- Description of the task
Make an exact copy of the records, with the images left out.

☆ ☆ ☆ ☆ ☆ ☆ ☆

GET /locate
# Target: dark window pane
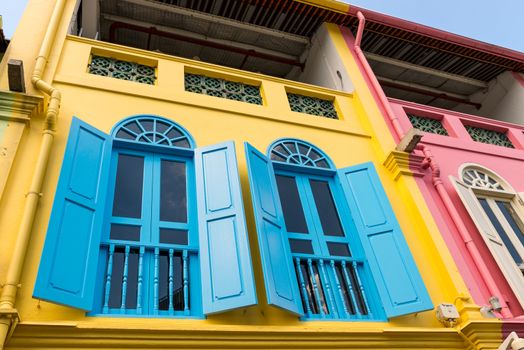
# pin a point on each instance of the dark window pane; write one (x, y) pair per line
(348, 299)
(173, 199)
(163, 281)
(338, 249)
(117, 278)
(128, 187)
(178, 287)
(132, 280)
(503, 235)
(513, 219)
(171, 236)
(115, 295)
(291, 204)
(170, 268)
(357, 289)
(125, 232)
(301, 246)
(123, 134)
(314, 290)
(326, 208)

☆ ☆ ☆ ☆ ☆ ☆ ☆

- Task result
GET /locate
# Target: dark window pane
# pin a point on each instance of the dark window pane; write one (x, y) pair per line
(348, 299)
(173, 199)
(163, 281)
(338, 249)
(117, 278)
(128, 187)
(178, 287)
(132, 280)
(503, 235)
(513, 219)
(171, 236)
(115, 295)
(291, 204)
(170, 268)
(357, 289)
(125, 232)
(301, 246)
(123, 134)
(314, 290)
(326, 208)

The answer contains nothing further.